[TEXTABSCHNITT]:
Als Papst Franziskus seinen Vorvorgänger Johannes Paul II. 2014 heiligspricht, ist das eine Premiere: Nie zuvor ist ein Mensch so schnell in die Liste der Heiligen aufgenommen worden wie der 2005 verstorbene Pontifex. Vom Tod bis zu dieser allerhöchsten Auszeichnung der Gottgefälligkeit vergehen sonst schon mal mehrere Hundert Jahre.

Bei Johannes Paul II. waren die hierfür erforderlichen Wunder noch frisch in Erinnerung: Erst soll er eine französische ­Nonne von der Parkinson-Krankheit, später eine Frau aus Costa Rica von einer als unheilbar geltenden Gefäßerkrankung geheilt haben.

Denn damit aus einem Menschen ein Heiliger wird, auch wenn er schon Papst ist, muss mindestens ein (meist medizinisches) Wunder nachweisbar sein. Ein Rat von ­Ärzten, die consulta medica, erarbeitet ein Gutachten über die vorgelegten Heilungen oder Wiederauferstehungen.

[Einträge der Sammlung]
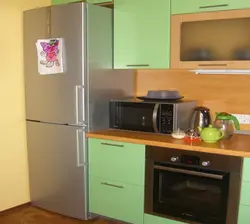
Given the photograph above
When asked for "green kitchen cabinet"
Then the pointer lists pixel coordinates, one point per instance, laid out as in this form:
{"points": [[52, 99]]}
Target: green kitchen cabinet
{"points": [[244, 208], [196, 6], [117, 161], [244, 214], [59, 2], [246, 170], [116, 179], [117, 200], [98, 1], [150, 219], [141, 34]]}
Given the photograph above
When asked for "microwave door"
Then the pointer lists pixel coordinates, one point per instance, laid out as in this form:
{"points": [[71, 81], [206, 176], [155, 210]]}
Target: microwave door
{"points": [[137, 116], [155, 118]]}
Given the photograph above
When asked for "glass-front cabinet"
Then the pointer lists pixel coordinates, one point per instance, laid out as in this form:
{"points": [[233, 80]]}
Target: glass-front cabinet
{"points": [[211, 40]]}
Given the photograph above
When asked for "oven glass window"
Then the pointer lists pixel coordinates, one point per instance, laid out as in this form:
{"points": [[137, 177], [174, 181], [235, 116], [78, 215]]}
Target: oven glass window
{"points": [[191, 193]]}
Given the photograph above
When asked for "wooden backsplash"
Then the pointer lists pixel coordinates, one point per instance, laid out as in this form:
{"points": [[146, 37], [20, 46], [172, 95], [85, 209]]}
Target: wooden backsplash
{"points": [[230, 93]]}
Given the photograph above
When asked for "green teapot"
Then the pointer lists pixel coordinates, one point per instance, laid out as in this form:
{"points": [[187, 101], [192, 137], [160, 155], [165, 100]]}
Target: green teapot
{"points": [[210, 134]]}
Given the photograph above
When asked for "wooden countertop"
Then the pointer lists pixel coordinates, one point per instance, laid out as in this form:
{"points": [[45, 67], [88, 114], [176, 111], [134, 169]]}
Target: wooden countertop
{"points": [[238, 145]]}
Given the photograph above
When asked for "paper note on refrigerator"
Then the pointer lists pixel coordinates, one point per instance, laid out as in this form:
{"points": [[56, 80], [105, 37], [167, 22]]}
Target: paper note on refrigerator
{"points": [[50, 56]]}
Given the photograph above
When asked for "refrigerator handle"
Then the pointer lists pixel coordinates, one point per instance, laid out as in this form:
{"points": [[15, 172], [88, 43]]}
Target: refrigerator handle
{"points": [[77, 103], [80, 147], [79, 97]]}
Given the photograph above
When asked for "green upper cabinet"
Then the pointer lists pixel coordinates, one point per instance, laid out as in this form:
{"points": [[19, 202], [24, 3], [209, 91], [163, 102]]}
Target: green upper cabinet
{"points": [[98, 1], [195, 6], [58, 2], [141, 34]]}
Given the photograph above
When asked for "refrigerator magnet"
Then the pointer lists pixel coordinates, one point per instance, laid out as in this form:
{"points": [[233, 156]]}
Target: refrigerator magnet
{"points": [[50, 56]]}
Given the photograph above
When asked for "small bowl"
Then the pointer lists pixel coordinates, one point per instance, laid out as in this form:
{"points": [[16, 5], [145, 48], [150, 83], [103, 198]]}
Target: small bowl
{"points": [[163, 94]]}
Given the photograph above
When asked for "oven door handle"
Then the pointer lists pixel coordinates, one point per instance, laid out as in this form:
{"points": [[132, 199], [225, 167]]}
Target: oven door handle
{"points": [[155, 119], [190, 172]]}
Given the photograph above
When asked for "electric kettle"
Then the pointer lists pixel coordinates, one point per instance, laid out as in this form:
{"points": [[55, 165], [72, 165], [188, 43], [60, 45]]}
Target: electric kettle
{"points": [[226, 122], [201, 118]]}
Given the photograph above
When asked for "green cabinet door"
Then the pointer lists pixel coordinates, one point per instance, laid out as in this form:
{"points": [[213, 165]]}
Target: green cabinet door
{"points": [[141, 34], [58, 2], [195, 6], [150, 219], [244, 214], [245, 194], [98, 1], [117, 161], [116, 200]]}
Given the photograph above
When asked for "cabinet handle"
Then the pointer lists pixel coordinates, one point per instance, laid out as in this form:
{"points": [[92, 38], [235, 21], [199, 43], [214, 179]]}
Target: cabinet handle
{"points": [[212, 64], [213, 6], [111, 185], [139, 65], [109, 144]]}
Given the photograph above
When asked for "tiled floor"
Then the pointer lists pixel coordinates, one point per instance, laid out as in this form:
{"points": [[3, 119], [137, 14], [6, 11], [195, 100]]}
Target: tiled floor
{"points": [[32, 215]]}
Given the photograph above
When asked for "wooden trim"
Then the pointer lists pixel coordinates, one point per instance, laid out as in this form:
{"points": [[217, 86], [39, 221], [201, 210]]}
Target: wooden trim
{"points": [[176, 23], [236, 146], [13, 209]]}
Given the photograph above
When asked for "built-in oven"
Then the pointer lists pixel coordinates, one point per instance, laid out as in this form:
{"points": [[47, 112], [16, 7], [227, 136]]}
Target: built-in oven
{"points": [[150, 116], [192, 186]]}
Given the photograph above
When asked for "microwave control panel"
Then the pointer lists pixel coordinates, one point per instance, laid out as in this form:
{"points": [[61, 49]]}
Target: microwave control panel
{"points": [[166, 118]]}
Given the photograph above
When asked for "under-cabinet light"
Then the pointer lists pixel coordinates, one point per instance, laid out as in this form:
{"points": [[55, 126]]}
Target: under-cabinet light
{"points": [[220, 72]]}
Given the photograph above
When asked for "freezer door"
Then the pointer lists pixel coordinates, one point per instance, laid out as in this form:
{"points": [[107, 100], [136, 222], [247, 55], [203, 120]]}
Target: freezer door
{"points": [[57, 98], [57, 168]]}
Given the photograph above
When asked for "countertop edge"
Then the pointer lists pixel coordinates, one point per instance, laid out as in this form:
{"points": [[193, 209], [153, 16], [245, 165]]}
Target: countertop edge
{"points": [[180, 146]]}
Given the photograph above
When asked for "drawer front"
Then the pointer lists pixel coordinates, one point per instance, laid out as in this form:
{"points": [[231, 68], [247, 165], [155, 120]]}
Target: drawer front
{"points": [[245, 193], [117, 200], [246, 170], [244, 215], [150, 219], [194, 6], [98, 1], [117, 161]]}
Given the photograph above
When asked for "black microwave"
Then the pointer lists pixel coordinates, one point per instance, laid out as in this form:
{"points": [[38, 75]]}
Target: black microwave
{"points": [[150, 116]]}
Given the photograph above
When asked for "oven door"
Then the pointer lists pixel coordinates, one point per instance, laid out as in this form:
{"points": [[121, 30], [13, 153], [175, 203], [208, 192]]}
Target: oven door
{"points": [[190, 193], [136, 116]]}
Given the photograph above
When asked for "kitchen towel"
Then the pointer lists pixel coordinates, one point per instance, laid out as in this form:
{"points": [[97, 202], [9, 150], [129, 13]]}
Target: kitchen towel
{"points": [[50, 56]]}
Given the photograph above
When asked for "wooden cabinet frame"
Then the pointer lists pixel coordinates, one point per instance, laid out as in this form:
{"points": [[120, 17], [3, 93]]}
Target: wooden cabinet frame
{"points": [[176, 23]]}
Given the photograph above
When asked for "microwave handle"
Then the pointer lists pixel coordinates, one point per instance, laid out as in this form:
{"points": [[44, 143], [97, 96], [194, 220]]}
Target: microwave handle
{"points": [[155, 118]]}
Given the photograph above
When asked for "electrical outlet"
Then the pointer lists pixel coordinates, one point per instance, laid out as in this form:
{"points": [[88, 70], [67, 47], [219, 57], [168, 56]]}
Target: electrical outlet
{"points": [[243, 118]]}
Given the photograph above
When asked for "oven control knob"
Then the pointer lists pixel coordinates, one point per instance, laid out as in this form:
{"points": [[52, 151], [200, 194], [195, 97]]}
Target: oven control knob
{"points": [[205, 163], [175, 159]]}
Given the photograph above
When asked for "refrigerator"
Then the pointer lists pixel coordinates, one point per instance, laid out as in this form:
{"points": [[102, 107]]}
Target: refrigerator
{"points": [[61, 107]]}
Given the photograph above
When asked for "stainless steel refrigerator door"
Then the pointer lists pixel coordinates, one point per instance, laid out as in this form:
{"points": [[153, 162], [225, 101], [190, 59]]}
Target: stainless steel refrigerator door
{"points": [[57, 98], [57, 168]]}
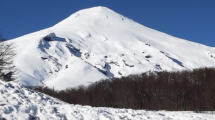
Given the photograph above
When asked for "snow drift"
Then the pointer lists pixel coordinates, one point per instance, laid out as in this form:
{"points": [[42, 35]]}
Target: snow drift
{"points": [[98, 43]]}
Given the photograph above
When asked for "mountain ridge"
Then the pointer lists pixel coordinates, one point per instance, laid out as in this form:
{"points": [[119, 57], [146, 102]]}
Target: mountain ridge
{"points": [[98, 43]]}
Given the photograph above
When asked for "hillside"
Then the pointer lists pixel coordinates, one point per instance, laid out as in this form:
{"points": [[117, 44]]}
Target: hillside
{"points": [[20, 103], [98, 43]]}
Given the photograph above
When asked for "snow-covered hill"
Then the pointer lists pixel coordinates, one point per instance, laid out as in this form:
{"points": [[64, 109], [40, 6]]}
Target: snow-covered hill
{"points": [[98, 43], [20, 103]]}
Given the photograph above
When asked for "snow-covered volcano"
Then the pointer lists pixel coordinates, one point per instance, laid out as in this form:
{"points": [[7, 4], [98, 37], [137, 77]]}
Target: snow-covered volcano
{"points": [[98, 43]]}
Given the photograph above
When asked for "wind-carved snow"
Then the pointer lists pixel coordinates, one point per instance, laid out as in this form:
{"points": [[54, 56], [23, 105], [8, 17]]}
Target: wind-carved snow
{"points": [[20, 103], [98, 43]]}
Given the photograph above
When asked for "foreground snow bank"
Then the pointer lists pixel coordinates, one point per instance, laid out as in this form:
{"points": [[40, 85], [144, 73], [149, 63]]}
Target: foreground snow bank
{"points": [[20, 103]]}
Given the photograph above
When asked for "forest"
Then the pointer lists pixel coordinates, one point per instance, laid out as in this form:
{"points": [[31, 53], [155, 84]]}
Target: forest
{"points": [[192, 90]]}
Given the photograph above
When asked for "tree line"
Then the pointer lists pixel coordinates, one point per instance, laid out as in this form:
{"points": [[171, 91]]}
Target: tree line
{"points": [[177, 90]]}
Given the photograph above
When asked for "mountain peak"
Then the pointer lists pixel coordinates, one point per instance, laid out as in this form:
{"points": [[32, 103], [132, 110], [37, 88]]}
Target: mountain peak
{"points": [[98, 43]]}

[DIE AUFGABE]:
Beantworte diese Fragen zum Textabschnitt:
(a) In welchem Jahr ist Johannes Paul II. gestorben?
(b) Von welcher Krankheit soll er die französische Nonne geheilt haben?
(c) Wie heißt der Rat von Ärzten, der ein Gutachten über die vorgelegten Heilungen erarbeitet?
Stütze dich ausschließlich auf den Textabschnitt.

[ERGEBNIS]:
(a) 2005
(b) Von der Parkinson-Krankheit
(c) Consulta medica